ПИСЬМЕННЫЕ ЗАДАНИЯ:
A. Ответьте на вопросы по фрагменту беседы и пометьте ответы так же, как вопросы.
(i) В какой день пара впервые крупно поссорилась?
(ii) Сколько лет, по словам Татьяны Протасенко, люди жили в очень непривычных условиях?
(iii) Кому Виктор Резунков передает слово в конце?
B. Напишите, что могло бы следовать во фрагменте беседы после его последней реплики.

И даже мне вспомнился достаточно смешной случай, который в беседе с психологами часто вспоминается. Я знаю одну пару, которая достаточно долго жила в граждан ском браке, и в день регистрации, им понадобилась регистрация отношений, потому что это было связано с квартирой, и в первый раз они крупно поссорились именно в день свадьбы. И когда жених очень расстроился, один мудрый гость сказал: «Это потому, что сейчас в ваши отношения вмешалось государство». И вот это очень угнетает на самом деле людей, то есть обратная вещь. Это фиксируют люди, которые общаются с невротиками, которые обращаются за помощью.



Татьяна Протасенко: Я хочу добавить, мы тоже фиксируем ухудшение социального оптимизма. Дело в том, что 15 лет люди жили в очень непривычных, очень необычных условиях. Кто-то выживал, барахтался. И всегда была жила надежда, что где-то свет в конце тоннеля появится, и помимо собственных усилий все-таки, которые достаточно серьезные, еще и от государства пойдет. И ощущение было такое: государство в жуткой ситуации находится, ну и мне плохо – и вроде как бы такое равноправие, а тут вроде бы пошла эта магия нефтедолларов, видно, что у нас огромный стабфонд, золотовалютные запасы, но большинство людей на себе никакого влияния не чувствуют. И вот раздражение очень серьезное, причем мы видим по всем слоям населения, именно в связи с этим растет.



Виктор Резунков: Александр Васильевич из Москвы.

ПРЕДОСТАВЛЕННЫЙ МАТЕРИАЛ:
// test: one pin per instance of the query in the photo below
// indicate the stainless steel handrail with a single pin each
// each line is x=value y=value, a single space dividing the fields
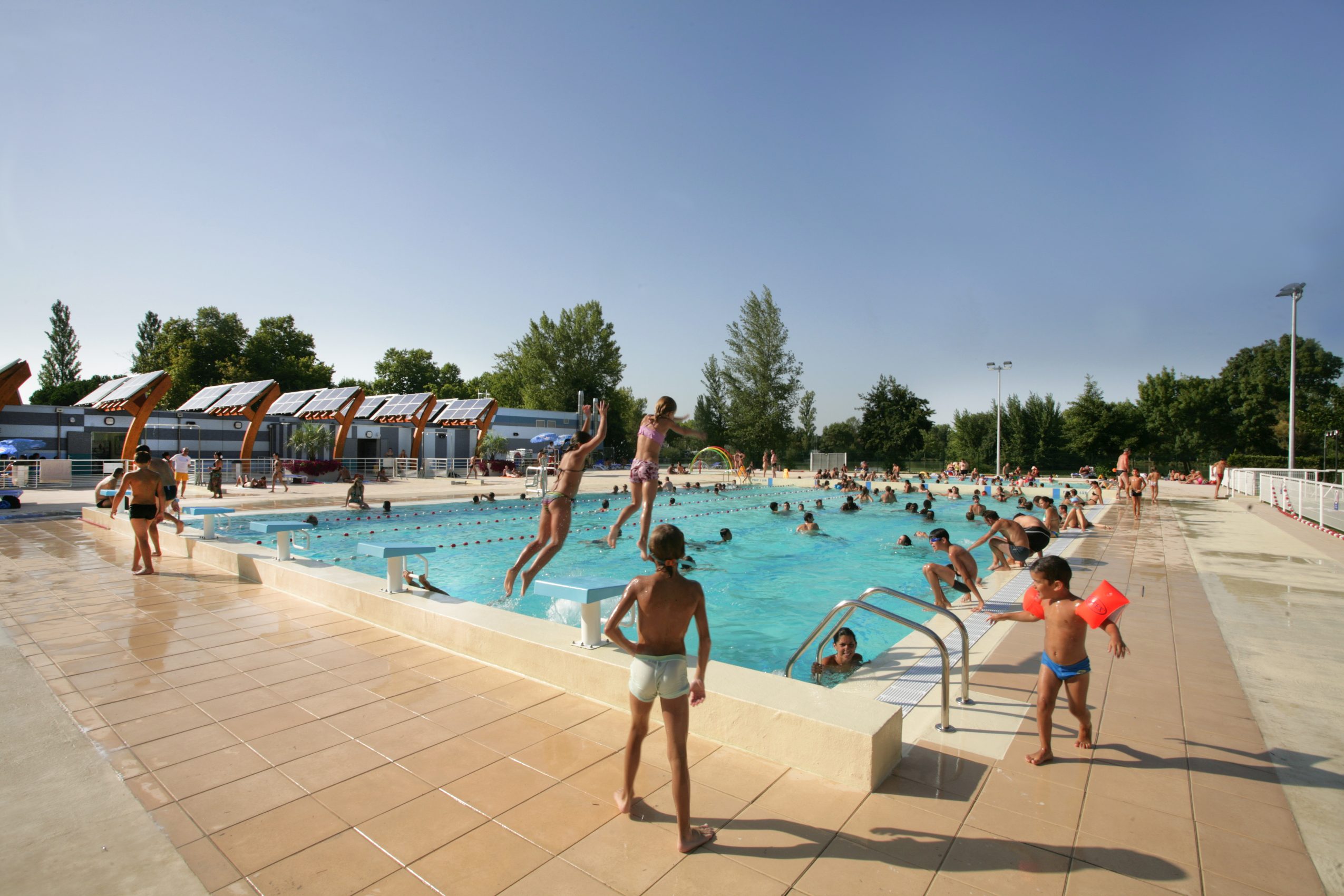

ОТВЕТЫ К УПРАЖНЕНИЮ:
A.
(i) В день свадьбы.
(ii) 15 лет.
(iii) Александру Васильевичу из Москвы.

B.
Слушатель: В ваших высказываниях не совсем правильно отражается состояние в стране. Страна разделена на два антагонистических лагеря: элита и простой народ. Так вот, простой народ российский устранен от управления государством и каких-либо прав. Государство крутится в собственной элите, и законы, которые принимаются, они только отражают интересы элиты, а не простого народа. Начнем хотя бы с закона о снижении налогов до 13%. Они снизились с высокооплачиваемых, а увеличились с низкооплачиваемых. И вот это положение длится все время. И интересы народа никто не соблюдает.



Виктор Резунков: Галина Иосифовна из Санкт-Петербурга, пожалуйста.



Слушатель: Я хотела бы сказать, что самые настоящие люди у нас в данный момент – это пенсионеры и инвалиды. И вообще, преступление государства – вот так вот бросить этих людей, которые 15 лет выживали любыми способами уже в довольно-таки пожилом возрасте, и стаж потеряли за эти 15 лет. У меня у сестры пенсия – 1500 рублей. Как можно прожить, даже не считая квартплаты? Это просто преступление со стороны государства и со стороны бизнеса, который преступный. Вот если бы эти люди вложили бы в Пенсионный фонд или сделали бы какую-то адресную помощь пенсионерам, которые строили эту страну, может быть, люди бы поняли, что они что-то понимают, и пусть продолжают свой бизнес. А так никогда ни один человек не воспримет этот бизнес нормально, потому что это просто нечестно и бессовестно.



Виктор Резунков: Теперь поговорим, чего боятся в России. Результаты двух других социологических опросов опубликованы в журнале «Огонек». Давайте послушаем обзор, подготовленный корреспондентом Радио Свобода Дмитрием Казниным.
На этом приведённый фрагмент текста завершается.